## TEXT EXCERPT
◇ ◇ ◇

The main summers sessions are dubbed May Term and June Term.  May term begins in mid-May and lasts 5 weeks until mid-June with students attending class 2.5 hours a day for 4 days a week.  During the May term, I took an accounting class.  The class started the same day as the trial I was in (see last month's newsletter), so I spoke with the professor who allowed me to make up the missed work.  Upon completion of that class and 2 others I finished previous semesters, I can now teach Business Mathematics at Penn College.
 
June Term begins in mid-June and goes through early-August (depending on the class, about 7-8 weeks meeting 2 hours a day for 4 days a week).  I am teaching Elementary Algebra II during the June term.  We will run the full 8 weeks and cover 5 units.  Each unit has a test, then a retest if a student wants to study more and try the test again to improve their grade.  So 5 unit tests, 5 re-tests, and a final exam makes for 11 tests in 8 weeks!  So far, we have finished 4 weeks and they will finish their 4th test today, July 11.  We will also have our 5th test this week as well.
 
Besides finishing a class I was taking and beginning a new one I was teaching, I also helped a coworker move, gave blood, and helped with the WGRC bicycle fundraiser.  When I was hired at Penn College, there were three math faculty hired that year: Stephanie, Barb, and myself.  Stephanie decided that she wanted to live back in Ohio where she finished her Master's in Statistics, so she put in her notice and left this summer.  He dad came down from New York and he, along with Stephanie, Barb, myself, and another person, brought Stephanie's packed boxes out of her apartment and put them in a U-Haul.  She told me that when she arrived in Ohio, she had two of her old friends who were still in the area and two Mormon missionaries help them unload the truck.  I pray for success in her future endeavors.

◇ ◇ ◇

Position identification items:

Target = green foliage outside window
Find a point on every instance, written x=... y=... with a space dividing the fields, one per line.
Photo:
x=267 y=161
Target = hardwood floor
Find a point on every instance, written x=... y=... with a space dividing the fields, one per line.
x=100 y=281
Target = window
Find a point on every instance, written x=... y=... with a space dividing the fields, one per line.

◇ ◇ ◇

## STATED PROBLEM A
Based on the newsletter passage, answer yes or no to each statement and quote the words that settle it: (i) May Term runs for five weeks. (ii) The writer taught an accounting class during May Term. (iii) Students in the algebra class may retake a unit test to raise their grade.
## STATED PROBLEM B
Retype the newsletter passage from "June Term begins" up to and including "week as well.".

## RIGHT ANSWER A
(i) Yes: "May term begins in mid-May and lasts 5 weeks until mid-June"
(ii) No: "During the May term, I took an accounting class."
(iii) Yes: "Each unit has a test, then a retest if a student wants to study more and try the test again to improve their grade."

## RIGHT ANSWER B
June Term begins in mid-June and goes through early-August (depending on the class, about 7-8 weeks meeting 2 hours a day for 4 days a week).  I am teaching Elementary Algebra II during the June term.  We will run the full 8 weeks and cover 5 units.  Each unit has a test, then a retest if a student wants to study more and try the test again to improve their grade.  So 5 unit tests, 5 re-tests, and a final exam makes for 11 tests in 8 weeks!  So far, we have finished 4 weeks and they will finish their 4th test today, July 11.  We will also have our 5th test this week as well.